(Beginning of Data supplied)
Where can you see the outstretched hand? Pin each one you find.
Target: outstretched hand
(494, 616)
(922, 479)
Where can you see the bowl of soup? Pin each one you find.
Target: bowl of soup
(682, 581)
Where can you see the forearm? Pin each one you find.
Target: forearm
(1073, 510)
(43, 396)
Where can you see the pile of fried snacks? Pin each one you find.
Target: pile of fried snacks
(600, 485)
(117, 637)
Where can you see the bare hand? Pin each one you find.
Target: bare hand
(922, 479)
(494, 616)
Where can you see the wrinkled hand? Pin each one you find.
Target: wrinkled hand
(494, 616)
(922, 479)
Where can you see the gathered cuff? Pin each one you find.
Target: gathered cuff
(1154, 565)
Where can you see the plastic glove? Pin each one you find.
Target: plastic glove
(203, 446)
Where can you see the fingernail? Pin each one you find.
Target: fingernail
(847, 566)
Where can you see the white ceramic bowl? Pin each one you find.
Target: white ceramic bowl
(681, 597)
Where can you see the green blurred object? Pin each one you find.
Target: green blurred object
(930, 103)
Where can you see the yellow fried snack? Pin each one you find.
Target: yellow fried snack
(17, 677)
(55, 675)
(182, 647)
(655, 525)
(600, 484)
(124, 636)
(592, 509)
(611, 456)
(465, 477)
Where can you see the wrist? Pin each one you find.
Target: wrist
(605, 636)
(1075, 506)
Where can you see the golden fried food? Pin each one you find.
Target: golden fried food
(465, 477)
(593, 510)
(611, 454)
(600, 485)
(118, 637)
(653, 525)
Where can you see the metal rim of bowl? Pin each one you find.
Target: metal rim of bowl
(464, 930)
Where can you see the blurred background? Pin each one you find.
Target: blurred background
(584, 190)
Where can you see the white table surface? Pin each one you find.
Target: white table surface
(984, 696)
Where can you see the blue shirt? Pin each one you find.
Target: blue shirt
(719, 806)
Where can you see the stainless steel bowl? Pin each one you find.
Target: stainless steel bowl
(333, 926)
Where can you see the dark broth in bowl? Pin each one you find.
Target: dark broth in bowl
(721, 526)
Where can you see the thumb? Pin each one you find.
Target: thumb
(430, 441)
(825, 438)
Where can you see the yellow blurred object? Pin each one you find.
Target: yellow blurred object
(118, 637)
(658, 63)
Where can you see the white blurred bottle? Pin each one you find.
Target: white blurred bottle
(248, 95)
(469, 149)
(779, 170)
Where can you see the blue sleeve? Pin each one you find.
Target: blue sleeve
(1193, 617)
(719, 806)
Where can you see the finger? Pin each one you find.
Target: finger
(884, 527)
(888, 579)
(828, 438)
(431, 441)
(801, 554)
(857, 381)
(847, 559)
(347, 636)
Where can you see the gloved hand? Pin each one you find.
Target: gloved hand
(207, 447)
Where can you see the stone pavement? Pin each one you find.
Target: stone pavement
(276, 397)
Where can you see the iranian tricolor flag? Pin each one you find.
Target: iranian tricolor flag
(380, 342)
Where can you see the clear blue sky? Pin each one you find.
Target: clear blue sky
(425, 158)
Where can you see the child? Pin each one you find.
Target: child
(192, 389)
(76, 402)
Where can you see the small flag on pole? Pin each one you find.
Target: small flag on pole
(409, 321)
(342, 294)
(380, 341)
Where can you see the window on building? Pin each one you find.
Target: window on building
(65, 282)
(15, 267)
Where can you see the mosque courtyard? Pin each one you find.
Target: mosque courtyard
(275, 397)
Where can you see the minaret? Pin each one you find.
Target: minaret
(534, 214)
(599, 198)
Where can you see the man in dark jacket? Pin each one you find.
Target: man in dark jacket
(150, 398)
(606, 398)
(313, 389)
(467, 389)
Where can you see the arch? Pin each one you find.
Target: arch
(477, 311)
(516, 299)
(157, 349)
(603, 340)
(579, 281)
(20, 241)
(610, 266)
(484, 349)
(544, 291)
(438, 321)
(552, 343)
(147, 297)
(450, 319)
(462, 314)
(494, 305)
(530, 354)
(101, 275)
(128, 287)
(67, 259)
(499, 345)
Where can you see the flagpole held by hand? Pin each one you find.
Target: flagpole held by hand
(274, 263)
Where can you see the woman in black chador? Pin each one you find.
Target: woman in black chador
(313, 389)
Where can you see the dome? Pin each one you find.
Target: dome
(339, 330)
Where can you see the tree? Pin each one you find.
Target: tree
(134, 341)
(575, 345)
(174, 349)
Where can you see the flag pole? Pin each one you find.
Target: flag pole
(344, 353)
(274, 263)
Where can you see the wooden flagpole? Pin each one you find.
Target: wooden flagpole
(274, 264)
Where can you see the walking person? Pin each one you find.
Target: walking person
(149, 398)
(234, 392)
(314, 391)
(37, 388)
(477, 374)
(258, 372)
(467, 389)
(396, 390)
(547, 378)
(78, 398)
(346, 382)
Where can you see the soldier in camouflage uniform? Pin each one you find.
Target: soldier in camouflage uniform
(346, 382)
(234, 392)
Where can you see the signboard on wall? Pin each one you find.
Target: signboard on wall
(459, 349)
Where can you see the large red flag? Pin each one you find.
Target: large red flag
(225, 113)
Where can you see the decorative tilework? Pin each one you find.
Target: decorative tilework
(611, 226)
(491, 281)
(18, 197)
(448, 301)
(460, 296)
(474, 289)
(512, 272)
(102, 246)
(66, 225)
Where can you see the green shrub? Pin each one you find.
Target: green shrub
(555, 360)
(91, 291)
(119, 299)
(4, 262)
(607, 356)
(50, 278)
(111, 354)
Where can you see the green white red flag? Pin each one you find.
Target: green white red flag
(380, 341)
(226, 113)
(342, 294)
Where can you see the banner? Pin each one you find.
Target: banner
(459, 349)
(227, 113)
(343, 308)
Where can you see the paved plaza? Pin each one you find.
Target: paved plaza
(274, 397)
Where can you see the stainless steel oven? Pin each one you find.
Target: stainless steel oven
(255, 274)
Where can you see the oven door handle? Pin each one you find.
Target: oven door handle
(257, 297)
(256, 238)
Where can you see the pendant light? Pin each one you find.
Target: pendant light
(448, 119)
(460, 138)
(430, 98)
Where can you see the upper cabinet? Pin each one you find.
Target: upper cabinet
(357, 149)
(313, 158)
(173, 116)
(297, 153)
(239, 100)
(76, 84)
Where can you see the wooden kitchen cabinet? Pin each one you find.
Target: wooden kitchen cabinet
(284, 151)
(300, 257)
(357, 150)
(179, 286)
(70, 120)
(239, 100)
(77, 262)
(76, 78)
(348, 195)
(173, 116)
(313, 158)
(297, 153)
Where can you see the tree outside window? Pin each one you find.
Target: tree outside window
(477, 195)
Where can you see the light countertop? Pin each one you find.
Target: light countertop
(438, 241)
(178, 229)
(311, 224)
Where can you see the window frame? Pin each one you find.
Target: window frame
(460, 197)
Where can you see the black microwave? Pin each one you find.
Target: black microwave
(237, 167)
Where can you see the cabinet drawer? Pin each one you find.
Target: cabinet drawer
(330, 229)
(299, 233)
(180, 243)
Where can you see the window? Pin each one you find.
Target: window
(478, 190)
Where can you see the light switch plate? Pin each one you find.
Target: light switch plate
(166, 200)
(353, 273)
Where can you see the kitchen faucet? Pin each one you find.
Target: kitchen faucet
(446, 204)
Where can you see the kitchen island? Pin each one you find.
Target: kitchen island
(End of Data supplied)
Exercise: Within the material above, copy exactly the lines from the line that holds "Target: arch" up to and including the line that holds "Where can you see the woman".

Task response:
Target: arch
(477, 311)
(516, 299)
(157, 349)
(603, 340)
(579, 281)
(20, 241)
(610, 266)
(484, 349)
(544, 291)
(438, 321)
(552, 343)
(147, 297)
(450, 319)
(462, 314)
(494, 305)
(530, 354)
(101, 275)
(128, 287)
(67, 259)
(499, 345)
Where can you see the flagpole held by hand? Pin each one you find.
Target: flagpole held by hand
(274, 263)
Where can you see the woman in black chador? Pin each one you find.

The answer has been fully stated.